Written problem: Quote only the lines from the one containing "the concrete column" through the final line, both included, and omit the pictures.

Data rows:
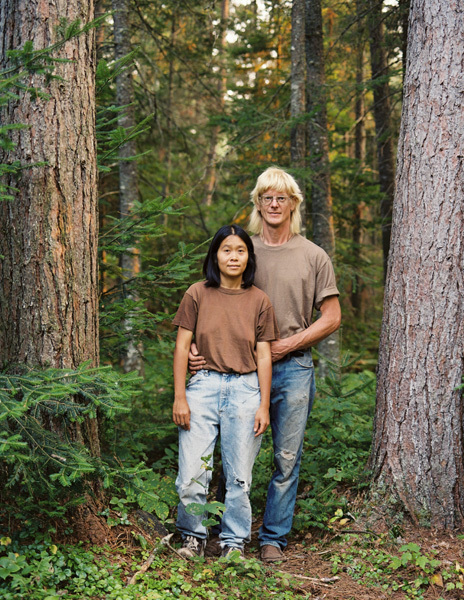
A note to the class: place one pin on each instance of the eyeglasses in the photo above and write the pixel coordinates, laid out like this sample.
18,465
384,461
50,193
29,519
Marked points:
266,200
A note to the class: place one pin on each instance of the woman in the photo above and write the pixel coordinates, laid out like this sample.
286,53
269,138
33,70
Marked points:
233,323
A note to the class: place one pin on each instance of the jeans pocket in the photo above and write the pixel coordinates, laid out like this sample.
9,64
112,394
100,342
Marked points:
305,361
250,381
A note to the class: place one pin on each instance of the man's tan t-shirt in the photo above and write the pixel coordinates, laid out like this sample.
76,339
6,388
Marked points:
227,324
296,276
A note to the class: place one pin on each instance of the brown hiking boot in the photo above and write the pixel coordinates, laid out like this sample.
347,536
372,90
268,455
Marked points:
272,554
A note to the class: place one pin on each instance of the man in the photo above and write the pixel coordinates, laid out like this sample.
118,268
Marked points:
298,276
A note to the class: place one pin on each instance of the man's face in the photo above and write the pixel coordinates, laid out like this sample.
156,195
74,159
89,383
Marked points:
275,208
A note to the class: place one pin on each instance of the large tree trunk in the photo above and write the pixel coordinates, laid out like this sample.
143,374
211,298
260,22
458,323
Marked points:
360,155
297,100
132,359
418,438
382,118
48,276
48,233
318,146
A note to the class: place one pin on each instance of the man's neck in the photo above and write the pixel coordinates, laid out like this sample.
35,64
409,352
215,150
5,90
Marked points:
276,236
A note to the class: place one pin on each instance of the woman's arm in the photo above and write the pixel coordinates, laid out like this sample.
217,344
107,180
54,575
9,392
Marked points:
262,419
181,410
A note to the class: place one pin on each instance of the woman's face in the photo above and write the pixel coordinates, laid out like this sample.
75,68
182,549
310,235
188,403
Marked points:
232,257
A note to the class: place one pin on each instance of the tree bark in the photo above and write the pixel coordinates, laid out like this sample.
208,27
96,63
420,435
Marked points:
297,100
360,155
418,436
318,146
382,118
132,358
48,233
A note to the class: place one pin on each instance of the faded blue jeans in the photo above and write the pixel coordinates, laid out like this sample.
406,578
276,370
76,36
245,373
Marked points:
292,396
225,401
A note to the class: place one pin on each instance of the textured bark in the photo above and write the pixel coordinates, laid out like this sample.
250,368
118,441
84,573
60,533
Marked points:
48,233
382,118
132,359
359,154
318,146
418,438
297,100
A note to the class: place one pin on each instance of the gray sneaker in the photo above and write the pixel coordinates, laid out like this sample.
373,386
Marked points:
227,552
192,547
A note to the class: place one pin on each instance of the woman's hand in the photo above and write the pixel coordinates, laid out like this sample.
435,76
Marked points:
262,421
181,413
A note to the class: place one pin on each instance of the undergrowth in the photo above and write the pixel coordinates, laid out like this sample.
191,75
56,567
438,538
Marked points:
41,570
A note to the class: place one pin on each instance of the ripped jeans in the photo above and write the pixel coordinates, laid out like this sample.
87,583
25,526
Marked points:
292,396
227,402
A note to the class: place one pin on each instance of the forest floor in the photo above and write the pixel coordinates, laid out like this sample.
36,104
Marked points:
385,558
358,559
350,562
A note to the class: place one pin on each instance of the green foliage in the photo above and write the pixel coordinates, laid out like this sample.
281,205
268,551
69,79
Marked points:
336,446
38,412
45,571
412,571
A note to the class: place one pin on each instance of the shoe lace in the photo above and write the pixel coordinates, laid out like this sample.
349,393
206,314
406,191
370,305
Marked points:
192,543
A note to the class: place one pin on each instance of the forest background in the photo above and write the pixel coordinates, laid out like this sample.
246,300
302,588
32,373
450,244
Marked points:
193,101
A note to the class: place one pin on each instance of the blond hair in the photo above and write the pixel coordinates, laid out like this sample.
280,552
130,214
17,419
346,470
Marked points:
275,178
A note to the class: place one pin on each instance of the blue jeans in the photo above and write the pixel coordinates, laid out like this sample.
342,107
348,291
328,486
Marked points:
228,402
292,395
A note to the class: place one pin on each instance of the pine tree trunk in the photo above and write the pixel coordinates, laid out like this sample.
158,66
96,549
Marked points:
48,233
48,276
132,359
360,155
382,118
318,146
418,438
297,100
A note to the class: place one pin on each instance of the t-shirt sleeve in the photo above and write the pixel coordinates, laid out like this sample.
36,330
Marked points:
187,313
267,329
325,283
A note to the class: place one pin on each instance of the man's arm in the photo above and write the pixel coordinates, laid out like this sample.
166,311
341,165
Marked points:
196,362
328,322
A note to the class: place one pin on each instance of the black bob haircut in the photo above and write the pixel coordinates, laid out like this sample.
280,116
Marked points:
210,266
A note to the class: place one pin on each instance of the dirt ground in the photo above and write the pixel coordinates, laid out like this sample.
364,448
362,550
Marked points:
308,556
313,569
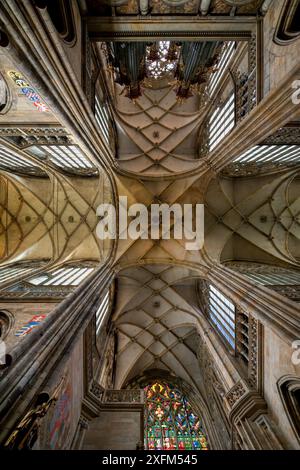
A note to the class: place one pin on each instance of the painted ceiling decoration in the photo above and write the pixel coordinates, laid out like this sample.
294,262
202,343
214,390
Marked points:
176,7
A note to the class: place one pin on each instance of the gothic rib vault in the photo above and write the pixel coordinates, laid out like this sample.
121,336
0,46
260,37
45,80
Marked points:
155,149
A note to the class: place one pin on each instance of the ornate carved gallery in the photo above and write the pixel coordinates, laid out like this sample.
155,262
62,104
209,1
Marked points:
138,342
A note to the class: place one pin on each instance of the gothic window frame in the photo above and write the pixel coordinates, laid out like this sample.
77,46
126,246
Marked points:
221,121
219,317
5,90
6,323
287,386
226,57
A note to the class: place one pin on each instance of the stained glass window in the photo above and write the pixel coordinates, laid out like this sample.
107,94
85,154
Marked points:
170,422
161,59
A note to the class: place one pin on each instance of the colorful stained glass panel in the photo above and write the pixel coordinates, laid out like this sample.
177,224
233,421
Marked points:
170,422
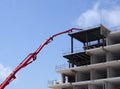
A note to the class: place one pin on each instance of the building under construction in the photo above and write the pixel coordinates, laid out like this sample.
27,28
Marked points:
97,66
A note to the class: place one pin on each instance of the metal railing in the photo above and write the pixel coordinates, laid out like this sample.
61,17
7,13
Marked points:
62,66
54,82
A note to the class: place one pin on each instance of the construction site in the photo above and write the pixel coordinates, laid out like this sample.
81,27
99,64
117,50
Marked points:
97,66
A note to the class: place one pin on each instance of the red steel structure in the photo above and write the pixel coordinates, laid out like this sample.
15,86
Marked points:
30,58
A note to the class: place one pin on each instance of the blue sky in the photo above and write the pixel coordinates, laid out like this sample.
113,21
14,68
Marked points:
25,24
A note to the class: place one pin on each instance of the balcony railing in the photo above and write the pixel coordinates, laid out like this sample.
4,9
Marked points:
62,66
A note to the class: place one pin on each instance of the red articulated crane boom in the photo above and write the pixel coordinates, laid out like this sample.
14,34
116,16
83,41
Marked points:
30,58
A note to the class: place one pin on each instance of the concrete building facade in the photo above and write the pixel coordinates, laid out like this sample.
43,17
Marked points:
97,66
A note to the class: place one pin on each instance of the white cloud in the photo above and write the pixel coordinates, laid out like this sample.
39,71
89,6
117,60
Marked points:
98,14
4,72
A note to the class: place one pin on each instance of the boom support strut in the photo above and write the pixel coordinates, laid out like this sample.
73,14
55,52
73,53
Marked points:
30,58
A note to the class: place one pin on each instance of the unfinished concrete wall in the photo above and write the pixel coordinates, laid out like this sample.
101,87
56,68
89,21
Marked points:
82,76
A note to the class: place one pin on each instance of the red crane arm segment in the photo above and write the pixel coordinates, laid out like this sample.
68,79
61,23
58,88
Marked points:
30,58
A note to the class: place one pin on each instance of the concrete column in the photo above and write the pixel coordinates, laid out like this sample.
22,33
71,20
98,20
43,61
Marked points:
93,59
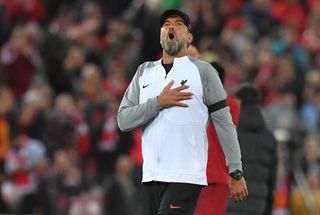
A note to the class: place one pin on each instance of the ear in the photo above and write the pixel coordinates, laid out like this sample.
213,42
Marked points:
190,38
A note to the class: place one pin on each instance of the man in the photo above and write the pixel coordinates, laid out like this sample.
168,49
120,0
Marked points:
213,199
260,156
171,100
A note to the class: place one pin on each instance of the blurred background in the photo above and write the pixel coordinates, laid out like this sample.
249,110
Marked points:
65,64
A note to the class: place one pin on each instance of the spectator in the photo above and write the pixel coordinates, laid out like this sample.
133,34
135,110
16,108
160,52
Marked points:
259,148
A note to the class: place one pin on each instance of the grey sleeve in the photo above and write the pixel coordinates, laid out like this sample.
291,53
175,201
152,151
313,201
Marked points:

Completed exercise:
A note to the class: place one pin on each instance of the concrete column in the photo above and write the pixel coordinates, laid out like this sample.
22,33
71,20
98,20
43,61
Marked points:
93,59
A note to the class: place one pin on each instance of the ear in the photo above and write the pixel coordinates, laid out like this sample.
213,42
Marked points:
190,38
A note to the class: place one pin on each instance of the man in the photo above and write the pixel coordinates, laid out like this sample.
168,49
120,0
Marked points:
213,199
260,156
171,100
A note to the class: place one pin on each instance of the blurred background in the photo above and write the pixel coordinates, laid out like this sample.
249,110
Marked points:
65,64
A note to the class: place one pin on each instance of the spectator in the photo above and write the pixel coordinates, laid out like this sample.
133,34
135,110
16,108
160,52
Marked points:
259,148
A note to the class: place one pin on each instance of the grey sleeve in the photo above and write the pixel coordinates, laid out like this sample.
291,53
175,201
152,151
313,201
Marked points:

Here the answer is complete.